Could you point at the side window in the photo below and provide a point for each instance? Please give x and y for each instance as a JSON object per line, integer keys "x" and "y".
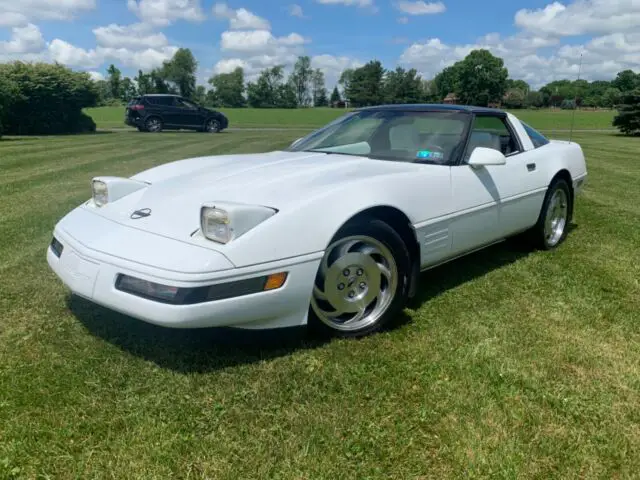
{"x": 491, "y": 132}
{"x": 536, "y": 137}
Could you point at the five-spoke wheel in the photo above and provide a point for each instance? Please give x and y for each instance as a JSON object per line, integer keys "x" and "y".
{"x": 361, "y": 279}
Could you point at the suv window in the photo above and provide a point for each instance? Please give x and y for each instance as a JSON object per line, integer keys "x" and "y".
{"x": 491, "y": 132}
{"x": 536, "y": 137}
{"x": 182, "y": 103}
{"x": 160, "y": 100}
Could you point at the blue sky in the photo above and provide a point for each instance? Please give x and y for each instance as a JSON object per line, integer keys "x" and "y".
{"x": 540, "y": 40}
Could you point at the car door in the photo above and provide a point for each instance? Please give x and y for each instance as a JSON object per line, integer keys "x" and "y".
{"x": 493, "y": 201}
{"x": 187, "y": 113}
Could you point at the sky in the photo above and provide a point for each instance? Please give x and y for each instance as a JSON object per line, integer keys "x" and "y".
{"x": 539, "y": 40}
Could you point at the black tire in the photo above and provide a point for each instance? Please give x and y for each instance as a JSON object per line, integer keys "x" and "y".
{"x": 539, "y": 235}
{"x": 382, "y": 234}
{"x": 153, "y": 124}
{"x": 212, "y": 125}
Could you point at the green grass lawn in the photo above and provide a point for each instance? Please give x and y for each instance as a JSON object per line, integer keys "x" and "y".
{"x": 509, "y": 364}
{"x": 308, "y": 118}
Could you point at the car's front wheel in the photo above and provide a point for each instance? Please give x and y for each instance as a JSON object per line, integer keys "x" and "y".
{"x": 153, "y": 124}
{"x": 362, "y": 281}
{"x": 553, "y": 224}
{"x": 212, "y": 126}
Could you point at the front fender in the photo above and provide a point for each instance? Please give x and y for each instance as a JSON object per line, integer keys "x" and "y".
{"x": 308, "y": 225}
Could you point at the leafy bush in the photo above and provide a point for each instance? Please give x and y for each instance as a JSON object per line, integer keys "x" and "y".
{"x": 8, "y": 92}
{"x": 47, "y": 99}
{"x": 628, "y": 118}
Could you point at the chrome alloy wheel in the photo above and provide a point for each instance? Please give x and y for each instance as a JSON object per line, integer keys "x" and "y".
{"x": 556, "y": 217}
{"x": 356, "y": 283}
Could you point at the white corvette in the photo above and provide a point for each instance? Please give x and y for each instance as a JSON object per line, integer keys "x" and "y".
{"x": 331, "y": 232}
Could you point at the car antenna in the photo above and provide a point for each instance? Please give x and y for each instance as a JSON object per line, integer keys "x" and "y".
{"x": 575, "y": 102}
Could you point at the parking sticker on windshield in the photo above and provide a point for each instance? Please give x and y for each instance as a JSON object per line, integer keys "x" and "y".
{"x": 428, "y": 154}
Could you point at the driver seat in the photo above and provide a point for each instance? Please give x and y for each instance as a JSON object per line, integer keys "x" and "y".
{"x": 404, "y": 136}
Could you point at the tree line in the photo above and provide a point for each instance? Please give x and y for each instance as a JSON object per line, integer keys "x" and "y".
{"x": 481, "y": 78}
{"x": 49, "y": 98}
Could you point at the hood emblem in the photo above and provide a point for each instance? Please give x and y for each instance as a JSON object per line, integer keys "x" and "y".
{"x": 142, "y": 213}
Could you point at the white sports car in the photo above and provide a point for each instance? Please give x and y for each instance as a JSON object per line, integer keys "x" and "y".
{"x": 331, "y": 232}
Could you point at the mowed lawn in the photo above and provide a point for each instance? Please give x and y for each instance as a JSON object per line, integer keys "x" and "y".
{"x": 309, "y": 118}
{"x": 510, "y": 364}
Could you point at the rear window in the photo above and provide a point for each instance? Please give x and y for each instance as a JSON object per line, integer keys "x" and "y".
{"x": 536, "y": 137}
{"x": 160, "y": 100}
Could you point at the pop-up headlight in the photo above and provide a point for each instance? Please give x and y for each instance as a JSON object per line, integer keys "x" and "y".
{"x": 225, "y": 222}
{"x": 109, "y": 189}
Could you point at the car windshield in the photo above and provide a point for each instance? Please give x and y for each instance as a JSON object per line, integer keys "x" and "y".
{"x": 404, "y": 136}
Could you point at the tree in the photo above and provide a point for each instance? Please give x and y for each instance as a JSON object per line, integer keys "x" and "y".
{"x": 301, "y": 79}
{"x": 366, "y": 85}
{"x": 319, "y": 92}
{"x": 266, "y": 91}
{"x": 114, "y": 77}
{"x": 145, "y": 85}
{"x": 626, "y": 81}
{"x": 446, "y": 81}
{"x": 534, "y": 99}
{"x": 628, "y": 118}
{"x": 514, "y": 98}
{"x": 200, "y": 97}
{"x": 611, "y": 97}
{"x": 181, "y": 71}
{"x": 402, "y": 86}
{"x": 335, "y": 96}
{"x": 128, "y": 90}
{"x": 519, "y": 84}
{"x": 228, "y": 89}
{"x": 482, "y": 78}
{"x": 46, "y": 99}
{"x": 9, "y": 92}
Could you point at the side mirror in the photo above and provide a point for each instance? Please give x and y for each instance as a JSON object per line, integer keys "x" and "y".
{"x": 482, "y": 156}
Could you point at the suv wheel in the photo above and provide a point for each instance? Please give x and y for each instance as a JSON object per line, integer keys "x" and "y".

• • • • •

The problem
Arrange all the entries above as a numbered list, one line per item, skipping blank lines and omitting the pictures.

Task answer
1. Could you point at the side window in the photo below and provide a point for each instance? Please give x and y for each instance as a JSON object per line, integer keys "x" and "y".
2. {"x": 491, "y": 132}
3. {"x": 536, "y": 137}
4. Could you point at the five-spoke wheel in the photo above and provide a point for each instance? Please give x and y for each instance as a JSON object per line, integer keys "x" and "y".
5. {"x": 361, "y": 279}
6. Could you point at the suv window in the photo above and provide a point for each instance? Please give x and y for each instance as a JSON object per line, integer keys "x" and "y".
7. {"x": 491, "y": 132}
8. {"x": 536, "y": 137}
9. {"x": 182, "y": 103}
10. {"x": 160, "y": 100}
11. Could you point at the blue sky in the photo above and provide a point for each instance? Please give x and y for each instance as a JSON object per line, integer keys "x" and "y".
12. {"x": 540, "y": 40}
13. Could you point at the car door in the photo above and provide a point for each instance? Please give x and y for each instance as a JSON object per line, integer keys "x" and "y".
14. {"x": 493, "y": 201}
15. {"x": 187, "y": 113}
16. Could you point at the sky in the photo above and provide a point for each instance? Please give x and y for each instance as a JSON object per line, integer keys "x" and "y".
17. {"x": 539, "y": 40}
18. Could you point at the black tire in the photo above and provide a point for each instance? Please give x and y for each instance as a JSON object per line, integer keys "x" and "y".
19. {"x": 539, "y": 235}
20. {"x": 382, "y": 234}
21. {"x": 153, "y": 124}
22. {"x": 212, "y": 125}
23. Could you point at the green grass lawn in the photo above and provide a point for each instance? Please give x and y for each instance as a JSON object per line, integer keys "x" and "y".
24. {"x": 509, "y": 364}
25. {"x": 308, "y": 118}
26. Could you point at the car's front wheel in the photo above and provide a point for each instance? Please give x and y for each instance as a JSON object per line, integer keys "x" and "y".
27. {"x": 153, "y": 124}
28. {"x": 362, "y": 281}
29. {"x": 553, "y": 224}
30. {"x": 212, "y": 126}
31. Could you point at the front fender in the photo above and provide a point for each instance? Please give x and y for each instance as a JSON object per line, integer keys "x" and "y".
32. {"x": 308, "y": 225}
33. Could you point at the leafy bush in the photo above and provide a point for each instance? Please give x and y for each instance as a JSON object per line, integer keys "x" and "y".
34. {"x": 8, "y": 92}
35. {"x": 47, "y": 99}
36. {"x": 628, "y": 118}
37. Could you point at the chrome alloy wheel in the photo above and provide a point for each instance? Please give x and y for each instance as a JSON object per line, integer keys "x" and "y".
38. {"x": 556, "y": 217}
39. {"x": 356, "y": 283}
40. Could you point at the white corvette in the photo above and provide a point for each instance? Please give x and y for each instance as a JSON object per line, integer keys "x" and "y".
41. {"x": 331, "y": 232}
42. Could you point at the car antenna in the photo above and provide a point for each instance? Please give x and y for each instance as a JSON object per line, integer keys "x" and "y".
43. {"x": 575, "y": 102}
44. Could you point at the parking sticker on windshield in the photo above and provide a point for each instance? Please give x and y for each instance as a JSON object per line, integer keys "x" and "y".
45. {"x": 428, "y": 154}
46. Could you point at the driver seat in the photo above and provide a point for each instance? Please give x and y for each instance as a JSON object per line, integer keys "x" and "y".
47. {"x": 404, "y": 136}
48. Could you point at the tree line in the photo above and provide a point for each instance? Please give x and y for each instance as a JSON object per line, integer keys "x" and "y".
49. {"x": 481, "y": 78}
50. {"x": 49, "y": 98}
51. Could you point at the hood emblem in the photo above and provide a point for each instance? Please give x and y for each instance as a JSON object per line, integer keys "x" and "y".
52. {"x": 142, "y": 213}
53. Could you point at the white sports car in the photo above and provide a point for each instance? Please give x and y for each instance as a JSON object per line, integer keys "x" and "y".
54. {"x": 331, "y": 232}
55. Could you point at the mowed lawn in the photo above and provide a point for each instance? Please give x and y for each instance as a JSON object per line, integer keys "x" and "y".
56. {"x": 309, "y": 118}
57. {"x": 510, "y": 364}
58. Could you point at the rear window in the photo above and provide a point for each instance? Please give x and y for each instance as a JSON object per line, integer keys "x" and "y".
59. {"x": 536, "y": 137}
60. {"x": 160, "y": 100}
61. Could you point at the pop-up headlight in the photo above and provide a point for each instance? Please give x and y for each instance as a JSON object per line, integer keys "x" and "y".
62. {"x": 225, "y": 222}
63. {"x": 109, "y": 189}
64. Could you point at the car windshield in the photo above and provide a point for each instance? Please give x and y for each instance as a JSON object per line, integer keys "x" and "y".
65. {"x": 404, "y": 136}
66. Could you point at the tree in the photo above and provide a point for each instance? Please give x and y for each instance as a JSON object per line, integer keys "x" and "y".
67. {"x": 301, "y": 79}
68. {"x": 366, "y": 85}
69. {"x": 319, "y": 92}
70. {"x": 266, "y": 91}
71. {"x": 114, "y": 77}
72. {"x": 145, "y": 85}
73. {"x": 626, "y": 81}
74. {"x": 446, "y": 81}
75. {"x": 534, "y": 99}
76. {"x": 628, "y": 118}
77. {"x": 514, "y": 98}
78. {"x": 200, "y": 97}
79. {"x": 611, "y": 97}
80. {"x": 181, "y": 71}
81. {"x": 402, "y": 86}
82. {"x": 335, "y": 96}
83. {"x": 128, "y": 90}
84. {"x": 519, "y": 84}
85. {"x": 228, "y": 89}
86. {"x": 482, "y": 78}
87. {"x": 46, "y": 99}
88. {"x": 9, "y": 92}
89. Could you point at the side mirror in the photo above and provide a point for each instance? Please give x and y for each instance as a JSON object per line, integer keys "x" and "y".
90. {"x": 482, "y": 156}
91. Could you point at the suv wheel in the photo above and provide a point for each instance? Please give x and y for each instance as a JSON object per line, integer keys "x" and "y".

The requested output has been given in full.